[Work to do]
[1] Scale the section of the listing from the line containing "is gray wall." to the line containing "[0,289,27,568]", inclusive. Rewrite those lines with their requests, multiply every bounding-box coordinate in the answers by 1.9, round each result to a whole number with halves rounding up, and output only those lines.
[2] Extend the action-movie review past its final sentence.

The second paw is “emotional connection” – basically, was I *interested* in what I was watching? Dear writers, you ARE aware that you were supposed to be creating an ACTION MOVIE, right? WTH was with a character-driven, character-development writing style doing in my ACTION MOVIE?! Bad. BADBADBAD. No cookie for you. You inspired me to be annoyed, which doesn’t actually give you this paw for emotional connection. Also, I probably would have cared more about the characters you were so obviously trying to make sure changed in Disney-esque fashion, HAD YOU NOT BEEN SO PREDICTABLE.

[Excerpted records]
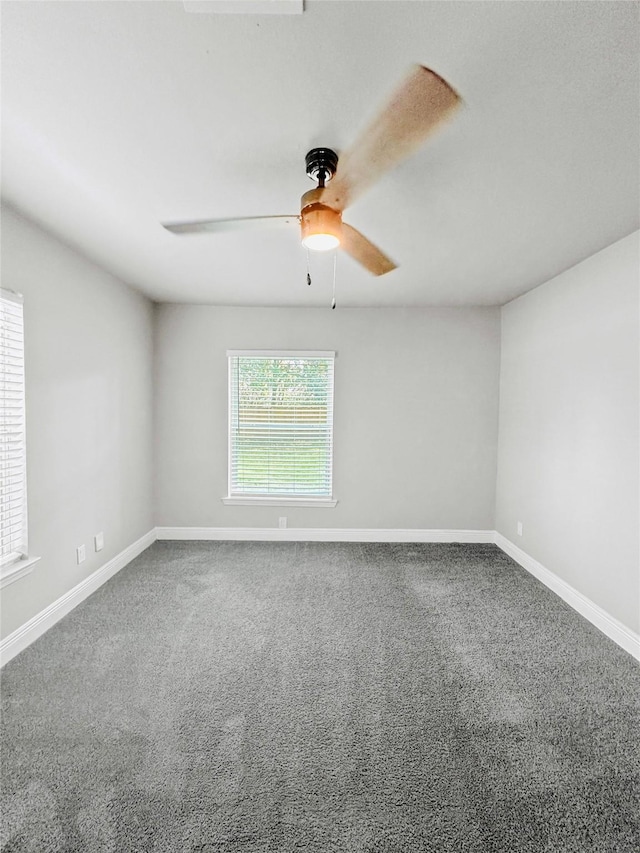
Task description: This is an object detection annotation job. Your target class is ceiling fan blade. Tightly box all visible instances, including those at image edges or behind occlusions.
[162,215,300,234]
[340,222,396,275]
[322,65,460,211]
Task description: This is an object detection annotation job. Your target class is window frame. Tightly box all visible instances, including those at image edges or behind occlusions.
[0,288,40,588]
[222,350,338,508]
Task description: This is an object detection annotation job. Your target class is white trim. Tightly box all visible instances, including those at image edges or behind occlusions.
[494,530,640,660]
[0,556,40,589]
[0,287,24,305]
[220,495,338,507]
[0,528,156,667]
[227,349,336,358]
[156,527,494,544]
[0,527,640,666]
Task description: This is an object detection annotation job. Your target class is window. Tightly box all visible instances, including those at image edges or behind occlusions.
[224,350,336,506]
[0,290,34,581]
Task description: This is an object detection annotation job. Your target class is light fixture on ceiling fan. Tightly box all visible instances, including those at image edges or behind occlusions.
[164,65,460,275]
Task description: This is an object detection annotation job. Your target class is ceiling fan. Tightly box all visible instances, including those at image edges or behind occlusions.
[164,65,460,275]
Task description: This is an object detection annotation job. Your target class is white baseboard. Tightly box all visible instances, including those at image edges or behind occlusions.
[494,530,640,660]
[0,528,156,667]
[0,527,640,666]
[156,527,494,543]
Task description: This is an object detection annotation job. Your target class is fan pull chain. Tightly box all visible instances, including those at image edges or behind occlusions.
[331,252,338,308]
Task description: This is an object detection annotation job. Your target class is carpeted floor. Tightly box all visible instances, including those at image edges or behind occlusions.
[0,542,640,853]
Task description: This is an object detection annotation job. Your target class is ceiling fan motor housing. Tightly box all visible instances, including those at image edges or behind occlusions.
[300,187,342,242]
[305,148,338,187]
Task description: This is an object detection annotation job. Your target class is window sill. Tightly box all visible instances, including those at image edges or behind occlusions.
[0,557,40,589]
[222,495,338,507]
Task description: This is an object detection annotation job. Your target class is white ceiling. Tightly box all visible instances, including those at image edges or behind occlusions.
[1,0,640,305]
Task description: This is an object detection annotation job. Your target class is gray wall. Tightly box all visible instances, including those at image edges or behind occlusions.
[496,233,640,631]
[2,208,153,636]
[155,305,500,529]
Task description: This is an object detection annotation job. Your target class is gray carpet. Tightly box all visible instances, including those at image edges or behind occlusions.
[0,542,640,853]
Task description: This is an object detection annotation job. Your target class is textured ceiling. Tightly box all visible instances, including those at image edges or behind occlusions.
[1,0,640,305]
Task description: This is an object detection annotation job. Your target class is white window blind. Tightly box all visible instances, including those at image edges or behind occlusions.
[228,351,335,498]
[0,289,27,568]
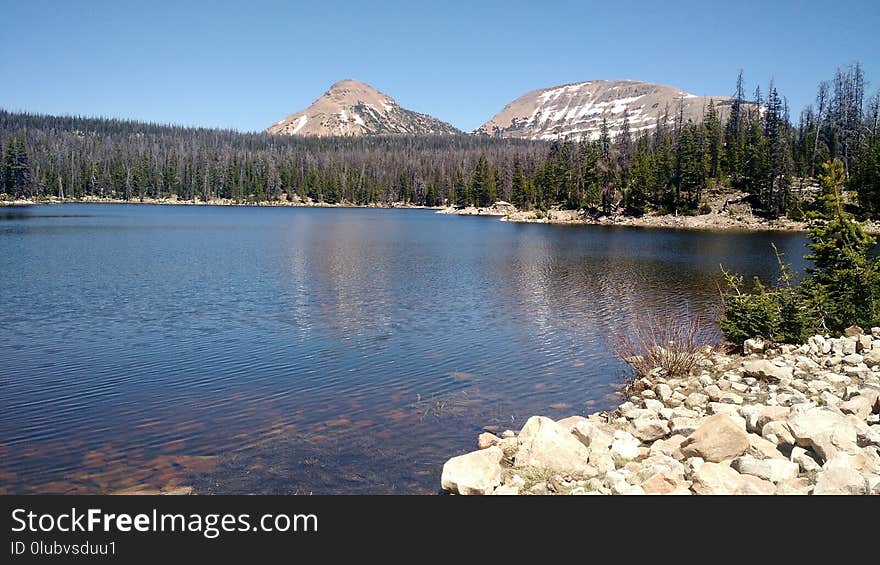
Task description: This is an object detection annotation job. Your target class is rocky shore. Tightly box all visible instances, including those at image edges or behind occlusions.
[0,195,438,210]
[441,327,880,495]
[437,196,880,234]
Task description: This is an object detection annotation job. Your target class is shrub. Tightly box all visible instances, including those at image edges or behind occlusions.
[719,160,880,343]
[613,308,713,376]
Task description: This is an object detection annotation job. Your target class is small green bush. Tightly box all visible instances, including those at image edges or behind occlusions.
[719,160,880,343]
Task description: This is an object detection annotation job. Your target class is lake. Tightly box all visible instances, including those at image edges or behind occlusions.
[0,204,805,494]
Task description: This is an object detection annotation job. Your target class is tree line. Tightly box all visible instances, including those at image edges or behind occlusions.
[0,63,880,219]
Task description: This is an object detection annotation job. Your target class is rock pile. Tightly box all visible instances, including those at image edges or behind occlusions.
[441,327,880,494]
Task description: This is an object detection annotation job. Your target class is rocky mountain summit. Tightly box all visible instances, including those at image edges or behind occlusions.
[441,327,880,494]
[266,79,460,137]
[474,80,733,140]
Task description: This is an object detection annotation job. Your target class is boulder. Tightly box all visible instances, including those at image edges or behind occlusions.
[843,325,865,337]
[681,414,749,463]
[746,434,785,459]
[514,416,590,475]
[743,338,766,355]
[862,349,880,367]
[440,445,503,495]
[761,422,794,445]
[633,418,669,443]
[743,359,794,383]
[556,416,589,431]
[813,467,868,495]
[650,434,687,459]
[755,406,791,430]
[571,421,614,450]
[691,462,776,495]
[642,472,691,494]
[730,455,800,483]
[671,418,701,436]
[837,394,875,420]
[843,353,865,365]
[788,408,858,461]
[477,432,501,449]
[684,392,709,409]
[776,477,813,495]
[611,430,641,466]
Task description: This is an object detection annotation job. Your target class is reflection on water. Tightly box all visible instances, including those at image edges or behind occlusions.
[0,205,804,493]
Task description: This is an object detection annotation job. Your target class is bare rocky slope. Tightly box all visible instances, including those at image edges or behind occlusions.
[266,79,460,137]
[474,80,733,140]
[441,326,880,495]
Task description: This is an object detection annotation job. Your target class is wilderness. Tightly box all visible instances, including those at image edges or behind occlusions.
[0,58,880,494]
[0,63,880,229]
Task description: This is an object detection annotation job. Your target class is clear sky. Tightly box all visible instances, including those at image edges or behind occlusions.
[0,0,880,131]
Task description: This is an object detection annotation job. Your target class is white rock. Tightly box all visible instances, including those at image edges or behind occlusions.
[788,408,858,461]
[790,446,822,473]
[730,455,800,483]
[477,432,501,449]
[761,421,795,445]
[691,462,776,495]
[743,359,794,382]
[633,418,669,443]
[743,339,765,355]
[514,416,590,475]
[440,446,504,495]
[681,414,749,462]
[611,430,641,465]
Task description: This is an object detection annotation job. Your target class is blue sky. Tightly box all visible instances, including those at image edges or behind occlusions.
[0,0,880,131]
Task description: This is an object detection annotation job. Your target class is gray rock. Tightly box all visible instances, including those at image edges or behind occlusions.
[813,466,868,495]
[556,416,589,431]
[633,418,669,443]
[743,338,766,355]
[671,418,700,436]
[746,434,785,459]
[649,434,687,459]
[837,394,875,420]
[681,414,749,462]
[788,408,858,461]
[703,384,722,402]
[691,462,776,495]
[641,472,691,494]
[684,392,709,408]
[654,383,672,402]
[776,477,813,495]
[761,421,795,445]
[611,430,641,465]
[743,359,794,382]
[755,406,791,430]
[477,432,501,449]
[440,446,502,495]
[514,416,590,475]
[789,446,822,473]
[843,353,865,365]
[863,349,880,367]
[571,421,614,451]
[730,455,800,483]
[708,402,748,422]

[Per-task outputs]
[1]
Task description: This is an object detection annotation job. Your target class is gray wall. Tightly box all visible instances, including those at image edges or behind occlusions.
[942,443,1216,1199]
[4,395,291,1208]
[295,580,950,1005]
Task description: This is an object detection annotation job. Your target class is gray carpet. Tightly box all visible instances, including those at image edges or behind occlusions.
[0,1030,1216,1621]
Task description: This is an object detection annotation job. Your target class is textured ceiling. Tightly box all visible instances, including those at image edges or behind occlusions.
[2,0,1216,580]
Task description: This is an object detection annotation job. Your target class is white window blind. Tightly box all visible instances, including those at image edges or behind occlusions.
[433,667,637,946]
[0,549,51,1079]

[2]
Third paw is plot – akin to writing style, but purely about The Story. There was a plot, which I wasn’t completely certain there would be, going in. Although other Die Hards have had surprisingly good plots, action movies are not generally known for their storytelling, and I would have been perfectly willing to accept a rather spotty plot. However, the fact that the storytelling was completely shallow, and the “plot twists” were so blindingly obvious that they might as well have been nonexistent, I want to say that the writers went “plot? we don’t need no stinking plots” and not give the paw. However, that wouldn’t be true to the review scale, so I’ll give you this paw. BUT I SHOULDN’T.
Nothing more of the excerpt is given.